Make an exact copy of the data below, leaving out every picture.

(Data items)
>> BEGIN
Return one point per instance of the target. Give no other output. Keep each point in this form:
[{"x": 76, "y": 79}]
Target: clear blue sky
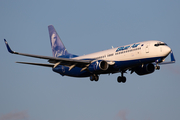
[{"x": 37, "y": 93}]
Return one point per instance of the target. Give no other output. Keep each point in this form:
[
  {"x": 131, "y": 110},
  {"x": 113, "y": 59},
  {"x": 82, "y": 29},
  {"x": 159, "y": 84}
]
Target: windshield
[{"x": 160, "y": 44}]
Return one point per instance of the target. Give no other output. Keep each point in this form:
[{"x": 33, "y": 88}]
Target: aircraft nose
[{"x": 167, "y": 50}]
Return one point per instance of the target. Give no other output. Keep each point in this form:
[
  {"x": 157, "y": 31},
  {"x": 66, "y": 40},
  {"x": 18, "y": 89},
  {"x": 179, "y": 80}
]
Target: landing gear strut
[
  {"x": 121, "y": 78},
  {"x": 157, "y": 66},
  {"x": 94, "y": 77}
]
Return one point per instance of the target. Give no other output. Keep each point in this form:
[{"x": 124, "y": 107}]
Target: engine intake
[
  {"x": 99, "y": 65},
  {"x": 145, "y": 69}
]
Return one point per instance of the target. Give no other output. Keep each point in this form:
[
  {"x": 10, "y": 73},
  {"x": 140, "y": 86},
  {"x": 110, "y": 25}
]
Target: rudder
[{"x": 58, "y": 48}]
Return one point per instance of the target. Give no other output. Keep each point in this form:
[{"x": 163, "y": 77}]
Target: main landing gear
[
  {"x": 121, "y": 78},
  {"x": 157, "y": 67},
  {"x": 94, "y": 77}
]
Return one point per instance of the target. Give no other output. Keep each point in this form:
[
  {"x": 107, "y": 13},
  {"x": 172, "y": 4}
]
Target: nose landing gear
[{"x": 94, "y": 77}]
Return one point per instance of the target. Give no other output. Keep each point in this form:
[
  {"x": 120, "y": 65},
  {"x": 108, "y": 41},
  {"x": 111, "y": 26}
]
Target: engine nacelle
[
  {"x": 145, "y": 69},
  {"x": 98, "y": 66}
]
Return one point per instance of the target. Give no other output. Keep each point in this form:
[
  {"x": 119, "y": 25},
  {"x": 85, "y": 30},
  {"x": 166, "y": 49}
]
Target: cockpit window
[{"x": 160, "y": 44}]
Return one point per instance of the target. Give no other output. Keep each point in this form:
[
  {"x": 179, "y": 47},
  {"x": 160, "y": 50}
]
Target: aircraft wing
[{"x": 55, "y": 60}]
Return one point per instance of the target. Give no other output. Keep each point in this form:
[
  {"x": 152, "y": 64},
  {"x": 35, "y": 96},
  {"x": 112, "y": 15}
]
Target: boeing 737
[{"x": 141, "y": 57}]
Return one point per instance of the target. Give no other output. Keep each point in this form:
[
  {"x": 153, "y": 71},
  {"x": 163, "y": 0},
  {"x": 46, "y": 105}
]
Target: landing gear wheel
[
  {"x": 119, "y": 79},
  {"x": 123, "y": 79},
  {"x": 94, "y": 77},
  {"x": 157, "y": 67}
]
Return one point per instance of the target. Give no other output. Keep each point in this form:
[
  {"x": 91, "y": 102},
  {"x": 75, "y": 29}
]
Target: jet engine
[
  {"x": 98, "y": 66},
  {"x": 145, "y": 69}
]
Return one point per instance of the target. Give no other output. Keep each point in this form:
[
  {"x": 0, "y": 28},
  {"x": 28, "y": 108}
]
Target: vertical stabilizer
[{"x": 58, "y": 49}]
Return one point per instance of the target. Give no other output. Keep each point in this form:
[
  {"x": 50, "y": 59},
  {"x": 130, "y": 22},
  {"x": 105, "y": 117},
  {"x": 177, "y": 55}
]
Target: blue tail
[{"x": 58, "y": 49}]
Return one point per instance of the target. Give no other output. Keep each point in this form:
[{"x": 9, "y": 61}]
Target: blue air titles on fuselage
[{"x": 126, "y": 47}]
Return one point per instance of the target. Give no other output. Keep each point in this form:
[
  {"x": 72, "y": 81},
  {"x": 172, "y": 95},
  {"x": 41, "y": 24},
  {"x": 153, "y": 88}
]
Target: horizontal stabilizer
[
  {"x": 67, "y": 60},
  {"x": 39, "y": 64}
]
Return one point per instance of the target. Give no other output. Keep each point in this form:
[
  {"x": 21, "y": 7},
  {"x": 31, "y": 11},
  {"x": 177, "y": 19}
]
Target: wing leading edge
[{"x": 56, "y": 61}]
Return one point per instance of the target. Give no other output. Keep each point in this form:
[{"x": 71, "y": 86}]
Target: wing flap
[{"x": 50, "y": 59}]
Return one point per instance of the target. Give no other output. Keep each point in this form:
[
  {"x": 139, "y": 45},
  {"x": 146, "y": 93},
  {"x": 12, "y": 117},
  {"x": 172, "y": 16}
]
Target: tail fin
>> END
- _TASK RESULT_
Return one point per instance of the target. Give no other output. Keep each point in this form:
[{"x": 76, "y": 79}]
Target: clear blue sky
[{"x": 37, "y": 93}]
Return one point per instance of the target. Give no other output. Keep each point in this form:
[
  {"x": 131, "y": 110},
  {"x": 113, "y": 59},
  {"x": 82, "y": 29},
  {"x": 159, "y": 84}
]
Target: windshield
[{"x": 160, "y": 44}]
Return one point per instance of the target. Give no other output. Keep each point in this form:
[{"x": 33, "y": 88}]
Target: aircraft nose
[{"x": 167, "y": 50}]
Return one point per instance of the target. Give no other output. Keep each point in this form:
[
  {"x": 157, "y": 31},
  {"x": 66, "y": 40},
  {"x": 18, "y": 89},
  {"x": 179, "y": 80}
]
Target: landing gear strut
[
  {"x": 121, "y": 78},
  {"x": 157, "y": 66},
  {"x": 94, "y": 77}
]
Return one point per instance of the target. Give no other output. Keep each point in this form:
[{"x": 124, "y": 107}]
Target: engine intake
[
  {"x": 99, "y": 65},
  {"x": 145, "y": 69}
]
Return one point per instance of the target. Give no other output. Keep each point in this form:
[
  {"x": 10, "y": 73},
  {"x": 140, "y": 86},
  {"x": 110, "y": 25}
]
Target: rudder
[{"x": 58, "y": 48}]
Return one point per instance of the target. Give no other output. Keep each point in this form:
[{"x": 163, "y": 77}]
Target: main landing gear
[
  {"x": 121, "y": 78},
  {"x": 157, "y": 67},
  {"x": 94, "y": 77}
]
Return one point per instance of the target. Give no other output. Keep each point in this form:
[
  {"x": 107, "y": 13},
  {"x": 172, "y": 4}
]
Target: nose landing gear
[{"x": 94, "y": 77}]
Return one point per instance of the target. Give no other output. Keep each point in this form:
[
  {"x": 120, "y": 65},
  {"x": 108, "y": 41},
  {"x": 111, "y": 26}
]
Target: engine nacelle
[
  {"x": 145, "y": 69},
  {"x": 98, "y": 66}
]
Return one point per instance of the target. Give no other output. Keep each point in this form:
[
  {"x": 119, "y": 25},
  {"x": 85, "y": 30},
  {"x": 166, "y": 49}
]
Target: cockpit window
[{"x": 160, "y": 44}]
Return one point per instance of the target. Give no other output. Keep each point in this form:
[
  {"x": 179, "y": 47},
  {"x": 160, "y": 50}
]
Target: aircraft wing
[{"x": 55, "y": 60}]
Return one point per instance of the target. Give no other output. Keep each point in this form:
[
  {"x": 152, "y": 64},
  {"x": 35, "y": 96},
  {"x": 112, "y": 15}
]
Target: boeing 737
[{"x": 141, "y": 57}]
Return one point per instance of the target. Give no other output. Keep each point in this form:
[
  {"x": 153, "y": 71},
  {"x": 163, "y": 0},
  {"x": 46, "y": 105}
]
Target: landing gear wheel
[
  {"x": 119, "y": 79},
  {"x": 123, "y": 79},
  {"x": 94, "y": 77},
  {"x": 157, "y": 67}
]
Return one point per instance of the target. Give no other output. Keep each point in this form:
[
  {"x": 91, "y": 102},
  {"x": 75, "y": 29}
]
Target: jet engine
[
  {"x": 98, "y": 66},
  {"x": 145, "y": 69}
]
Return one point per instance of the target. Give no other output. Keep each point in this form:
[
  {"x": 0, "y": 28},
  {"x": 28, "y": 108}
]
Target: vertical stabilizer
[{"x": 58, "y": 49}]
Return one point per instance of the target. Give no other output. Keep each point in this form:
[
  {"x": 50, "y": 59},
  {"x": 130, "y": 22},
  {"x": 105, "y": 117},
  {"x": 177, "y": 55}
]
Target: blue tail
[{"x": 58, "y": 49}]
Return one point per instance of the target. Give no other output. Keep each point in this form:
[{"x": 9, "y": 61}]
Target: blue air titles on fuselage
[{"x": 126, "y": 47}]
Return one point per instance of the target. Give no other output. Keep each point in this form:
[
  {"x": 72, "y": 81},
  {"x": 172, "y": 95},
  {"x": 41, "y": 24},
  {"x": 153, "y": 88}
]
Target: horizontal stabilizer
[
  {"x": 67, "y": 60},
  {"x": 39, "y": 64}
]
Return one point per instance of the target. Give no other output. Keep each point in this form:
[
  {"x": 21, "y": 7},
  {"x": 31, "y": 11},
  {"x": 177, "y": 19}
]
Target: wing leading edge
[{"x": 56, "y": 61}]
Return one point per instance of the target. Give no other output. Keep each point in this form:
[{"x": 71, "y": 86}]
Target: wing flap
[{"x": 50, "y": 59}]
Return one point per instance of the target. Give no other output. Keep each point in this form:
[
  {"x": 139, "y": 45},
  {"x": 146, "y": 93},
  {"x": 12, "y": 117},
  {"x": 172, "y": 16}
]
Target: tail fin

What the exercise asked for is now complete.